## AIM OF THE EXERCISE:
Begin at the first line of the data and stop after the line containing "top-left (0, 204), bottom-right (162, 267)". Write out every line in that span, multiplying each answer's bounding-box coordinates by 0.8 and rounding to whole numbers (halves up), and leave every other line unchanged.

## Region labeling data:
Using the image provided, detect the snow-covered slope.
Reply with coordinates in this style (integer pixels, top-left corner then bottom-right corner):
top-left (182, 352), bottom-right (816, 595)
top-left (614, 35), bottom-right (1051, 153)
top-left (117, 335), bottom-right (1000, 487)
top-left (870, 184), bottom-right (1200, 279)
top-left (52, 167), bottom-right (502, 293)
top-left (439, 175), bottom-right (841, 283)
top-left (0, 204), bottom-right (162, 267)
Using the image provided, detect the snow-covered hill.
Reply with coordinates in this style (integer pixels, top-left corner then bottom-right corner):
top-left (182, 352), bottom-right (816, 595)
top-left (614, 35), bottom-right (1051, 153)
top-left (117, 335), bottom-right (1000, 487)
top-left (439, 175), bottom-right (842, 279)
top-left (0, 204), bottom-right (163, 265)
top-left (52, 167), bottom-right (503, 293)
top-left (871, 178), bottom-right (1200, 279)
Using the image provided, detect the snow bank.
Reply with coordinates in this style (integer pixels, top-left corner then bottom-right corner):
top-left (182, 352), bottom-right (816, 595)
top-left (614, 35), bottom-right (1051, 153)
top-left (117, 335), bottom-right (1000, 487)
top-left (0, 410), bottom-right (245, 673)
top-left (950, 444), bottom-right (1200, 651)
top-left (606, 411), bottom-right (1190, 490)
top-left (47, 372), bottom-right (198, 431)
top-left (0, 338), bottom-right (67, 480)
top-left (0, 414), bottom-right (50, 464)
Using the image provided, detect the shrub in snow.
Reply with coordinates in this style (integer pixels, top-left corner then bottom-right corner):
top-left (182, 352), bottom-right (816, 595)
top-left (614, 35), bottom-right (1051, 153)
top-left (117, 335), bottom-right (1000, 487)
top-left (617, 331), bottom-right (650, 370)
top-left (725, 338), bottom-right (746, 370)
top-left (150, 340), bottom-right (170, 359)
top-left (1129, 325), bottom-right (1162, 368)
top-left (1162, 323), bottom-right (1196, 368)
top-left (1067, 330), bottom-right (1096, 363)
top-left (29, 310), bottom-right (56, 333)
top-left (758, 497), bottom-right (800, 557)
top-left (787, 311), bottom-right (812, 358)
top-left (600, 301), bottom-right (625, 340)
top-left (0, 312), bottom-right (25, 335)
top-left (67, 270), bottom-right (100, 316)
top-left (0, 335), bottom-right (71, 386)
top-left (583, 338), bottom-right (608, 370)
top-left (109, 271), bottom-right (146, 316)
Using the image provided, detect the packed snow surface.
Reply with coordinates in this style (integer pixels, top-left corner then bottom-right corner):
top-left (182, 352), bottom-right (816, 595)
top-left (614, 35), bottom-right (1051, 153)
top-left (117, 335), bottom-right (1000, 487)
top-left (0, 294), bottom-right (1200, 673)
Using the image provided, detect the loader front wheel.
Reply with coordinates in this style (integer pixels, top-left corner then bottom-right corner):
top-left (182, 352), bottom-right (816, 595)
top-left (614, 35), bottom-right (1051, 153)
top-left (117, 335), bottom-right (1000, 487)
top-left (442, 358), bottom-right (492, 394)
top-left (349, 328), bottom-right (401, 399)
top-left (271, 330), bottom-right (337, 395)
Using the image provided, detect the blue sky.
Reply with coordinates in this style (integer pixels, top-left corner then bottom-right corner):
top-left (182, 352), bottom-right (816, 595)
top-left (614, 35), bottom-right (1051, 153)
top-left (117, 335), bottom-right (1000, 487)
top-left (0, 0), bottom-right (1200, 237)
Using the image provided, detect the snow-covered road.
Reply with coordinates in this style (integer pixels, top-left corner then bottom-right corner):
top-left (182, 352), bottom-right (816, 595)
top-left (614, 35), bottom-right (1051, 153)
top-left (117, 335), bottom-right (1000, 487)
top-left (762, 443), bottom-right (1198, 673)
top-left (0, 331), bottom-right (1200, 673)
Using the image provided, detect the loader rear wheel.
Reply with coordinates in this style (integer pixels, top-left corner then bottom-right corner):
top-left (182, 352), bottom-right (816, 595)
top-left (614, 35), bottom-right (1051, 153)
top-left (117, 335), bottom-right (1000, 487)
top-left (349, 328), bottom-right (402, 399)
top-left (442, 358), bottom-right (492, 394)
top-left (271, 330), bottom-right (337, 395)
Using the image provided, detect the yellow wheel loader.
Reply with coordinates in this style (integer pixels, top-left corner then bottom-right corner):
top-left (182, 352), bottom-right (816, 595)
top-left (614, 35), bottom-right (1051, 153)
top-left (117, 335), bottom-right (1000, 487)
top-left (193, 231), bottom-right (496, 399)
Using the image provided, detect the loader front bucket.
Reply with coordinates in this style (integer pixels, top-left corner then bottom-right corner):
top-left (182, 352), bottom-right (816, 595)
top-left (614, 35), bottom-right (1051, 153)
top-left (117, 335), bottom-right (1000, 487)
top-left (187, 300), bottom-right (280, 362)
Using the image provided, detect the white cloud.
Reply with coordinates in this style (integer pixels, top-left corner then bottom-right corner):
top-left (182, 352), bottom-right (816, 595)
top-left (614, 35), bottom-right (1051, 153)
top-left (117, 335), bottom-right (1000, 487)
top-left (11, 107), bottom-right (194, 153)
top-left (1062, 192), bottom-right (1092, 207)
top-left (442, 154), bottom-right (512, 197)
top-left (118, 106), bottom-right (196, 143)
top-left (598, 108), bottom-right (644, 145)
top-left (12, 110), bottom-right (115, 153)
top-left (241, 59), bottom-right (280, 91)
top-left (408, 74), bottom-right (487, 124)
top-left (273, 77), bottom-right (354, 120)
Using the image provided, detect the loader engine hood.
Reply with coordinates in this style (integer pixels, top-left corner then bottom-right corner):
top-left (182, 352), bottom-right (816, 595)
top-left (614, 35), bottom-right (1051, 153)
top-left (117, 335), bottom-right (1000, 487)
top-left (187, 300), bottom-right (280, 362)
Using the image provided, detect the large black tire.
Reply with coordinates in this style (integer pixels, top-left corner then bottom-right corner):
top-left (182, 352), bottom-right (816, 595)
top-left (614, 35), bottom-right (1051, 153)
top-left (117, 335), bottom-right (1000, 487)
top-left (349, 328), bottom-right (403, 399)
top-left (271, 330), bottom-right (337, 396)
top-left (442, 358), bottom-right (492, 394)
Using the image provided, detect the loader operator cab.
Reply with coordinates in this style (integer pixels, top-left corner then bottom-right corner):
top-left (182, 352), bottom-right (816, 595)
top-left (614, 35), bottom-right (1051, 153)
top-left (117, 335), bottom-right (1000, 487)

## REPLY:
Using the image provided, detect the snow-covered slope.
Reply with coordinates in this style (integer pixels, top-left corner then bottom-right corner):
top-left (182, 352), bottom-right (816, 595)
top-left (614, 35), bottom-right (1051, 153)
top-left (117, 335), bottom-right (1000, 487)
top-left (696, 147), bottom-right (960, 223)
top-left (42, 134), bottom-right (402, 234)
top-left (351, 140), bottom-right (673, 226)
top-left (0, 163), bottom-right (130, 214)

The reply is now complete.